**Description of the task**
Rewrite the items below as a JSON list of strings, one string per line, starting at the first line and ending at the line that contains "pixel 118 102", with both of those lines included. Skip blank lines and leave the pictures out.

**Record extracts**

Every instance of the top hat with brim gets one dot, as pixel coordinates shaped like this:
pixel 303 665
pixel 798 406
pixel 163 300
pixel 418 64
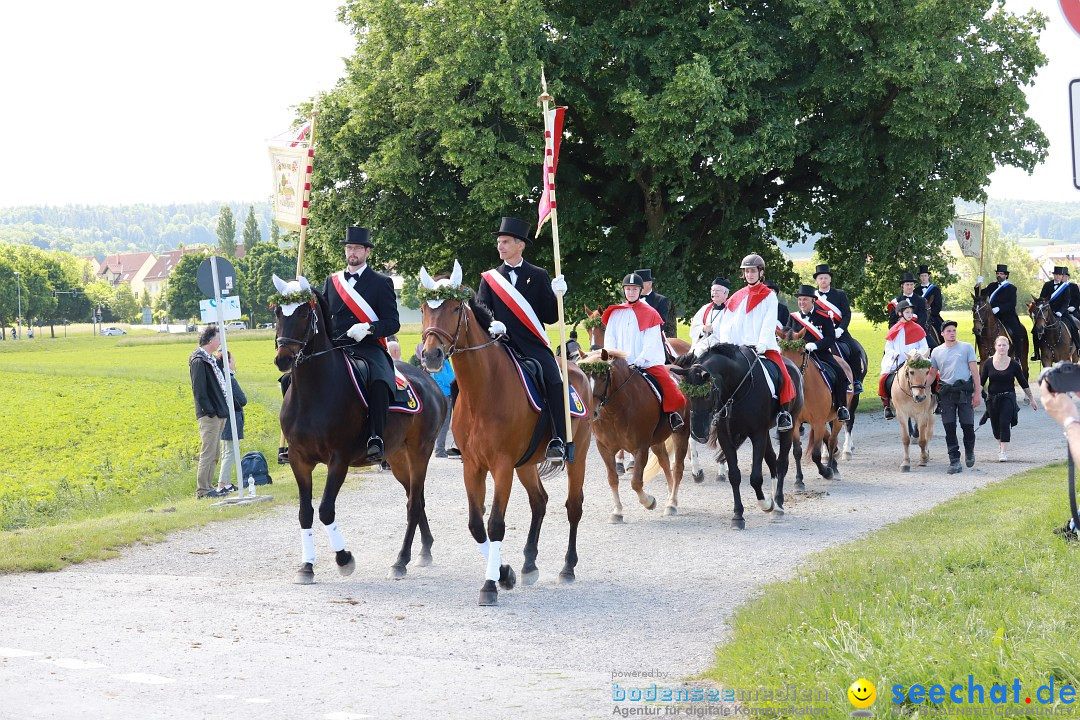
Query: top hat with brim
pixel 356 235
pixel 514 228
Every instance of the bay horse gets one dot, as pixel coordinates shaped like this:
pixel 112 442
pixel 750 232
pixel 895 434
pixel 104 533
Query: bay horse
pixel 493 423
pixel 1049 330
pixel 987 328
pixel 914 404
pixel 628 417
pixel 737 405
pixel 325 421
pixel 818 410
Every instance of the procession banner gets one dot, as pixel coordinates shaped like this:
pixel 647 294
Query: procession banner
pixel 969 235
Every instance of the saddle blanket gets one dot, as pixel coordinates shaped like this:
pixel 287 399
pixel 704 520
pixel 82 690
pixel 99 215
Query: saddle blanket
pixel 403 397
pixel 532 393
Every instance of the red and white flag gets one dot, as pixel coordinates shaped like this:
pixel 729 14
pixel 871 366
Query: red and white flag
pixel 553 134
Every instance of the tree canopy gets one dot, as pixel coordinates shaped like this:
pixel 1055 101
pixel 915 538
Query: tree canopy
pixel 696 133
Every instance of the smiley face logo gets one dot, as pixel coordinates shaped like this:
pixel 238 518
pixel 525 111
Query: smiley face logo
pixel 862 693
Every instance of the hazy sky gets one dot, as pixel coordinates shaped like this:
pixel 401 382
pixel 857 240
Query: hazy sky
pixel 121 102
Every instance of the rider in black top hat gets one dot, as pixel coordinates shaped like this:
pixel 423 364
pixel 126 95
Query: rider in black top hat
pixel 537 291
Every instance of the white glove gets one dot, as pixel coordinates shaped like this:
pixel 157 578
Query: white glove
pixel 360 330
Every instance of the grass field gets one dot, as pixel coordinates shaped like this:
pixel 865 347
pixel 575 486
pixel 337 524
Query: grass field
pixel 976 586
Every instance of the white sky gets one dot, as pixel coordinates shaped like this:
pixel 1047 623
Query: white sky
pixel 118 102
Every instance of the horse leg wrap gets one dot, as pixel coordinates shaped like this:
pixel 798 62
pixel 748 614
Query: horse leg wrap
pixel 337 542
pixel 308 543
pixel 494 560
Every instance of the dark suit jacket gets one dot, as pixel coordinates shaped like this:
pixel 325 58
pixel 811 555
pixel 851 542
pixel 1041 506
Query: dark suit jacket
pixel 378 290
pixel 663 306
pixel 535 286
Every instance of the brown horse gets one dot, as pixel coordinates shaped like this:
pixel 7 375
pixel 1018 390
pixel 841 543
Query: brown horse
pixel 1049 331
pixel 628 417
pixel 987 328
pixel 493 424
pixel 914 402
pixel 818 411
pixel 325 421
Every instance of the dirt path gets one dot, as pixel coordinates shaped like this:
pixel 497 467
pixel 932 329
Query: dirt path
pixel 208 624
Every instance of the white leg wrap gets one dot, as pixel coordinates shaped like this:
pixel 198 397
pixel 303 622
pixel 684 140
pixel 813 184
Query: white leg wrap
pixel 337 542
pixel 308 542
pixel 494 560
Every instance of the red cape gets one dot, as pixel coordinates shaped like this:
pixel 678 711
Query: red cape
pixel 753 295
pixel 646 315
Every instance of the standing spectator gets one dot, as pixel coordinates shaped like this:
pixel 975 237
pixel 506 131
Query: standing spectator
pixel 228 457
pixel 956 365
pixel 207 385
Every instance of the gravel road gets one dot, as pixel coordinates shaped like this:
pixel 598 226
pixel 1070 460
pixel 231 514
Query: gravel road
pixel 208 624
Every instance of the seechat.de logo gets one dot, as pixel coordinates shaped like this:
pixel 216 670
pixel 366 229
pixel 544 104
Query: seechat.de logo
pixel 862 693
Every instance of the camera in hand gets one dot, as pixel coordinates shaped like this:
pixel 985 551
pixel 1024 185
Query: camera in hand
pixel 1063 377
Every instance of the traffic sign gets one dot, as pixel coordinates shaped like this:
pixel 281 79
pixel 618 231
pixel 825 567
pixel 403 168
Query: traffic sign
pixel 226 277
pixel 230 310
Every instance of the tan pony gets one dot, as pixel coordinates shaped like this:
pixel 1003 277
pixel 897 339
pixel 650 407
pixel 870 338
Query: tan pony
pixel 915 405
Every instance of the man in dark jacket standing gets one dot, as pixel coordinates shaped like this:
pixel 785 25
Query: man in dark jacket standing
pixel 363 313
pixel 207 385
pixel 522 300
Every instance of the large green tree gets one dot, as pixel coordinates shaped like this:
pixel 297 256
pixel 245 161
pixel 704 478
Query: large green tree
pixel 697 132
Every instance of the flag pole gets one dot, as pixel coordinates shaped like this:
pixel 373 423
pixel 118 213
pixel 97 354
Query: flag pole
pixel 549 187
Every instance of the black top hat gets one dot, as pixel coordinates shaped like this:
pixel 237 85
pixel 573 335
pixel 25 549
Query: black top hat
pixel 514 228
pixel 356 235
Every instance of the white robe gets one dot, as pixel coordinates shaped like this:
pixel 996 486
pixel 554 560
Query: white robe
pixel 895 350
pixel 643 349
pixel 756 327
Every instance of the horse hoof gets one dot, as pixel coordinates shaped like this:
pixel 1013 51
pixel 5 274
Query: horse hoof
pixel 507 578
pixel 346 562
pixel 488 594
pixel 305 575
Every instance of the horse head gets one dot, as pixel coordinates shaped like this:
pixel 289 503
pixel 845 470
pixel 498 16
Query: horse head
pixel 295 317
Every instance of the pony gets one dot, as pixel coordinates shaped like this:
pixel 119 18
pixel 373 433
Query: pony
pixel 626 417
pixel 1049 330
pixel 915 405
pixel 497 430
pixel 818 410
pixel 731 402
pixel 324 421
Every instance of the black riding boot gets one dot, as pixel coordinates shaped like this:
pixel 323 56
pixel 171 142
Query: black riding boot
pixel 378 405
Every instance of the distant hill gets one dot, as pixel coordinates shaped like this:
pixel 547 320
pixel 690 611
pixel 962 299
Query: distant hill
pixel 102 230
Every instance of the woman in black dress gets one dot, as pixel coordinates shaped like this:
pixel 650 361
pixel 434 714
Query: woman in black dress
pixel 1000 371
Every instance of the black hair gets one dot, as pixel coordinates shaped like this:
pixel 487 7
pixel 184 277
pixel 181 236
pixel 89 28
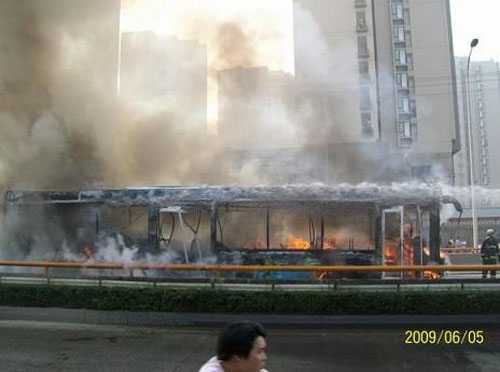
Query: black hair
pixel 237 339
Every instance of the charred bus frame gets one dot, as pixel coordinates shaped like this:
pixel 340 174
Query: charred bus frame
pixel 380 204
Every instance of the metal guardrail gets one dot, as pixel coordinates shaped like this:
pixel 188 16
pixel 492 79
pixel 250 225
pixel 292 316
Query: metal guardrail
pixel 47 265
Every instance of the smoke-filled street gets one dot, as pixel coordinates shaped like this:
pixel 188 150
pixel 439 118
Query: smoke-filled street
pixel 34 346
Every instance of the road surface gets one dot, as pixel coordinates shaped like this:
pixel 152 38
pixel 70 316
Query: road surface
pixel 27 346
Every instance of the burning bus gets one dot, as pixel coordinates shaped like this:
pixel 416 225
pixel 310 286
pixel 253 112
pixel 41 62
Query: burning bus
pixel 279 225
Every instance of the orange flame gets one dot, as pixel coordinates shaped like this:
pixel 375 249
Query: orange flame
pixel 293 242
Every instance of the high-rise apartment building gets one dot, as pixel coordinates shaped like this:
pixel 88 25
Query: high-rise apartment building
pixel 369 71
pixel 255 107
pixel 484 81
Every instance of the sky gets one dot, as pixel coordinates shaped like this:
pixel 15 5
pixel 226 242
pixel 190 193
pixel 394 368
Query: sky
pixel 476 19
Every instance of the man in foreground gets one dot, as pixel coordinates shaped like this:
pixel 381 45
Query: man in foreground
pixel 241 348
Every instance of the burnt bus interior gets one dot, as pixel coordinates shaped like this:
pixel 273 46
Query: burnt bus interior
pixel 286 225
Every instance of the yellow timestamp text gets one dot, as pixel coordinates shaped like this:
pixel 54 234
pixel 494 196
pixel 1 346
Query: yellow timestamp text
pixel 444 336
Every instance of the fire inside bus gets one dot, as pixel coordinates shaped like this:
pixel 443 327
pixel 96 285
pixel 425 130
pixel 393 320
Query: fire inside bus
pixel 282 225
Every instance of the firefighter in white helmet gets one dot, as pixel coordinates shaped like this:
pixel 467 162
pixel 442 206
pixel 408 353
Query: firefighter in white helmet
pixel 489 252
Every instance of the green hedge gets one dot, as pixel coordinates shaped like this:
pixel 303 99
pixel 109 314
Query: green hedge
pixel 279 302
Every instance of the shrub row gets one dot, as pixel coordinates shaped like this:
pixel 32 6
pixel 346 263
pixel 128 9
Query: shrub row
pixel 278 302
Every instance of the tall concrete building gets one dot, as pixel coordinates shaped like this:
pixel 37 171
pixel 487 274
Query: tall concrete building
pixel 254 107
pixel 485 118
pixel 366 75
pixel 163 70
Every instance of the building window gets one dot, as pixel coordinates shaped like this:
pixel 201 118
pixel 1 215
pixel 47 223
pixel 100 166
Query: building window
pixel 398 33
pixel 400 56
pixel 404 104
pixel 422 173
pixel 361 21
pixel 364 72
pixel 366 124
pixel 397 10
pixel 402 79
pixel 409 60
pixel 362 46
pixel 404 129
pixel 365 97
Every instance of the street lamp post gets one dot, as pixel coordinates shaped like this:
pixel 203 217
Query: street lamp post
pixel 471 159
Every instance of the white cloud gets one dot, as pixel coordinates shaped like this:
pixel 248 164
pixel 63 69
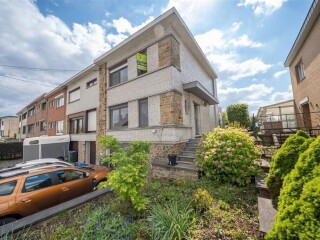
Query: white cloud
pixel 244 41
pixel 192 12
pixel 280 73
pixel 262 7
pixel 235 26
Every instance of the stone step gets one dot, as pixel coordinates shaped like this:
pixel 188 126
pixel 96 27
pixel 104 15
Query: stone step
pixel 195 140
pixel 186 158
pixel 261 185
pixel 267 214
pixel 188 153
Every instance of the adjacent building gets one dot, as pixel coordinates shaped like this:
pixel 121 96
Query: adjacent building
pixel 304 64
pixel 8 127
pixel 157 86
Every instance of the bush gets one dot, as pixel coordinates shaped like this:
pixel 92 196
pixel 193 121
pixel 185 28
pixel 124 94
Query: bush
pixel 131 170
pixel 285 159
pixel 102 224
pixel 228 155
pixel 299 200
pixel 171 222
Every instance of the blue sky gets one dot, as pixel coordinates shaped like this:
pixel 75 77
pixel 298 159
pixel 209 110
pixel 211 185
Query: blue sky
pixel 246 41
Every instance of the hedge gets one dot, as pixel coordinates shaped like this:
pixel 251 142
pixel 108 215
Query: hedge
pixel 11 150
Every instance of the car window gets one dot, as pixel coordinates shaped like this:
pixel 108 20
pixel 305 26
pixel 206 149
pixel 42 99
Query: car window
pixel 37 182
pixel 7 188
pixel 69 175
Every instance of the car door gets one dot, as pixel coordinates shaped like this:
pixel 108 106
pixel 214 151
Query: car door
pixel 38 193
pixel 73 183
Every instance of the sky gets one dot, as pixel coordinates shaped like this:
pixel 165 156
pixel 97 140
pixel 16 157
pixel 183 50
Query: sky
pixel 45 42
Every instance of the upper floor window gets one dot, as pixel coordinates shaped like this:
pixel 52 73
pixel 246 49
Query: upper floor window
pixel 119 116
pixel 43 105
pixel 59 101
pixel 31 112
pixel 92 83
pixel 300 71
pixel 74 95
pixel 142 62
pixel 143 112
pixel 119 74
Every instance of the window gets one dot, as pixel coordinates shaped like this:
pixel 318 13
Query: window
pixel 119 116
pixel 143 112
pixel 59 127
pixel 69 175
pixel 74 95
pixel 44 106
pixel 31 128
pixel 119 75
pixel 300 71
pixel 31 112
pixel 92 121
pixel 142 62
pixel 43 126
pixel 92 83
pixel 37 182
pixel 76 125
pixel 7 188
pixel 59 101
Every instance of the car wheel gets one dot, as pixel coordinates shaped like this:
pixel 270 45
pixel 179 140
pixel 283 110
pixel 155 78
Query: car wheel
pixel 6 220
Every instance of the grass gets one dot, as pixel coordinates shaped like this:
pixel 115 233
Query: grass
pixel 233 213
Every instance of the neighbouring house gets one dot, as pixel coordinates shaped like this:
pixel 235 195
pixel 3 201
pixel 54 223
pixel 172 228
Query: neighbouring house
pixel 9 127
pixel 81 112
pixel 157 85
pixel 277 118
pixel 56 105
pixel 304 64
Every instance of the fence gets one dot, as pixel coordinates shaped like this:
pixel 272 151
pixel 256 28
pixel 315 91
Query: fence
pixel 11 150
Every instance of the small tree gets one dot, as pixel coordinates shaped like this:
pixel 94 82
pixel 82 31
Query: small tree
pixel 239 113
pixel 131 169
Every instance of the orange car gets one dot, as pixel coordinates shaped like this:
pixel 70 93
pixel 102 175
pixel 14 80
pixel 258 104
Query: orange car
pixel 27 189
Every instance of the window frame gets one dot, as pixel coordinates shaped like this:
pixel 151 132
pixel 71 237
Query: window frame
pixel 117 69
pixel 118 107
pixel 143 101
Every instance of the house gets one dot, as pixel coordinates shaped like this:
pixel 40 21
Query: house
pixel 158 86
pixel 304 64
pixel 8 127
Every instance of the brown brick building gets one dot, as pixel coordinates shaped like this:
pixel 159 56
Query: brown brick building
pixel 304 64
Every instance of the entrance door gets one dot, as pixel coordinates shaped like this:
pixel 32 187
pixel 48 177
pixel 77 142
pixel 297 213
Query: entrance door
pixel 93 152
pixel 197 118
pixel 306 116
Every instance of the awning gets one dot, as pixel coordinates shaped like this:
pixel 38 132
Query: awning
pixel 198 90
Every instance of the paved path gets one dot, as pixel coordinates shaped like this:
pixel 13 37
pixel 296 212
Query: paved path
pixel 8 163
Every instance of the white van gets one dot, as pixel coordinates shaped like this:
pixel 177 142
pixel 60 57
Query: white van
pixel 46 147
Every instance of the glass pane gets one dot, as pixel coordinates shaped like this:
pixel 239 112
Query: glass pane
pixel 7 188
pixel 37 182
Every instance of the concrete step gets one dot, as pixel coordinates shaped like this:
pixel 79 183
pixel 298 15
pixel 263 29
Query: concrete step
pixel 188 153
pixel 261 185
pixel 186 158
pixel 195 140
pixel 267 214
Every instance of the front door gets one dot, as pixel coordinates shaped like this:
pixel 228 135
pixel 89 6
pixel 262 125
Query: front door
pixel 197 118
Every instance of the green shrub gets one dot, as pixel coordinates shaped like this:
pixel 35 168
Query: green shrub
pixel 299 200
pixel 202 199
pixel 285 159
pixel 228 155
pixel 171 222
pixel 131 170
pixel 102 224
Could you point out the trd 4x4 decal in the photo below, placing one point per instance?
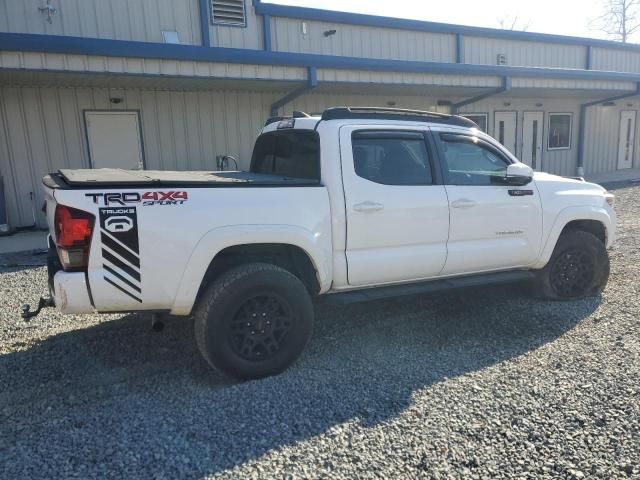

**Task output**
[
  "Every instance of the top hat with brim gets one dot, as pixel coordinates shaped like this:",
  "pixel 303 665",
  "pixel 798 406",
  "pixel 163 300",
  "pixel 418 64",
  "Query: top hat with brim",
  "pixel 356 235",
  "pixel 514 228",
  "Every instance of the bay horse gets one dot, as pixel coordinates shaped like this:",
  "pixel 112 442",
  "pixel 750 232",
  "pixel 895 434",
  "pixel 104 533",
  "Query: bay horse",
  "pixel 493 423",
  "pixel 1049 330",
  "pixel 987 328",
  "pixel 914 404",
  "pixel 628 417",
  "pixel 737 405",
  "pixel 325 421",
  "pixel 818 410",
  "Every instance of the procession banner gets one dot, as pixel coordinates shaped like this:",
  "pixel 647 294",
  "Query: procession banner",
  "pixel 969 235",
  "Every instance of the saddle blanket gets one dot, as pixel coordinates shaped like this:",
  "pixel 287 399",
  "pixel 704 520",
  "pixel 82 690",
  "pixel 99 215",
  "Query: saddle blanket",
  "pixel 403 397",
  "pixel 532 393",
  "Every instance of the red and white flag gets one dot, as pixel coordinates shaped like this:",
  "pixel 729 14",
  "pixel 871 366",
  "Query: red and white flag",
  "pixel 553 134",
  "Every instance of the tree canopy gets one dot, as pixel coordinates shaped like this:",
  "pixel 1055 101",
  "pixel 915 538",
  "Query: tree canopy",
  "pixel 696 133",
  "Every instance of the smiley face logo gets one dot, as pixel coordinates shaped like this:",
  "pixel 238 518",
  "pixel 525 111",
  "Query: smiley face logo",
  "pixel 862 693",
  "Every instance of the hazy sky gets one dot, as pixel coordinates shaped like this:",
  "pixel 401 382",
  "pixel 857 240",
  "Query: hazy sky",
  "pixel 121 102",
  "Every instance of the rider in black top hat gets one dot, as pixel coordinates shaped like this:",
  "pixel 423 364",
  "pixel 126 95",
  "Query: rider in black top hat",
  "pixel 537 291",
  "Every instance of the white glove gets one dot, as pixel coordinates shaped like this:",
  "pixel 157 578",
  "Query: white glove",
  "pixel 360 330",
  "Every instance of the grass field gets one dot, as pixel coordinates shaped like this:",
  "pixel 865 347",
  "pixel 575 486",
  "pixel 337 524",
  "Query: grass field",
  "pixel 976 586",
  "Every instance of the white sky gets one dot, as pixel coordinates shaped like this:",
  "pixel 1047 623",
  "Query: white sky",
  "pixel 118 102"
]